[Page]

##########

Thanks for the author response, as it has settled most of my concerns.
In the reply to my first two questions, the authors mentioned that 200 buffered samples are sufficient for achieving high-fidelity results. But I am not pretty sure of it, since each sample is of specific input image, specific noise to be added, and specific timestep. If the authors argue that 200 samples of tuples (image, noise, timestep) are enough, some ablation studies on this quantity will definitely support this statement. I am not requiring the results of these experiments during this discussion period, yet the authors are strongly encouraged to include them in a future version.
Also, since other reviewers also raised concerns w.r.t. computational load and space consumption, the authors may consider delivering more discussion on this part.
I will consider raising my rating accordingly in the final recommendation.
Thank you for considering raising our score. We greatly appreciate your thoughtful feedback and are pleased to hear that most of your concerns have been addressed. Your insights are invaluable, and we are taking them very seriously as we continue to refine our work.
To further clarify and resolve your remaining concerns, we would like to provide additional results and explanations regarding the high-fidelity outcomes achieved with a smaller number of samples. When evaluating our method using 200 buffered samples, we achieved the following metrics: DINO: 0.659 (±0.011), CLIP-I: 0.803 (±0.006), and CLIP-T: 0.300 (±0.001). These results are highly comparable to those of Hollowed Net and LoRA FT, as presented in Table 1 of the paper.
To explain the minimal effect of using fewer samples, consider collecting 200 samples with a subset of timesteps (e.g., 1, 6, 11, ..., 991, 996). Updating with 200 randomly shuffled samples at a batch size of one would constitute one epoch of 200 steps. Conducting 1000 fine-tuning steps would amount to five epochs. However, it is important to note that in many instances and prompts, 1000 fine-tuning steps are not strictly necessary, as the model often begins to show high-fidelity results after 200-500 steps. Moreover, using a subset of timesteps does not inherently have a negative impact on overall performance. In fact, recent work [1] has shown that sparse updating, utilizing only 1-10% of timesteps, does not degrade performance. In some cases, it even enhances visual quality, presumably due to the regularization effect of sparsity. We believe these considerations contribute to why Hollowed Net's performance remains comparable to LoRA FT even with fewer samples.

##########

[Data provided]
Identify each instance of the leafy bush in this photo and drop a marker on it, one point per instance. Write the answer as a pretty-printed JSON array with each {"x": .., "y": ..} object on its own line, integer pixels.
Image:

##########

[What is asked]
(1) Answer these questions from the review discussion:
(a) How many buffered samples do the authors say are sufficient for high-fidelity results?
(b) What CLIP-I score was achieved with those buffered samples?
(c) According to the cited recent work, what share of timesteps does sparse updating use without degrading performance?
(2) List every evaluation metric named in the review discussion, along with its reported value.
(3) Reproduce the passage of the review discussion that begins at the words "In the reply" and stops after "a future version.".
The lines placed after the review discussion play no role here.

[Answer list]
(1)
(a) 200 buffered samples.
(b) 0.803 (±0.006).
(c) Only 1-10% of timesteps.

(2)
DINO: 0.659 (±0.011)
CLIP-I: 0.803 (±0.006)
CLIP-T: 0.300 (±0.001)

(3)
In the reply to my first two questions, the authors mentioned that 200 buffered samples are sufficient for achieving high-fidelity results. But I am not pretty sure of it, since each sample is of specific input image, specific noise to be added, and specific timestep. If the authors argue that 200 samples of tuples (image, noise, timestep) are enough, some ablation studies on this quantity will definitely support this statement. I am not requiring the results of these experiments during this discussion period, yet the authors are strongly encouraged to include them in a future version.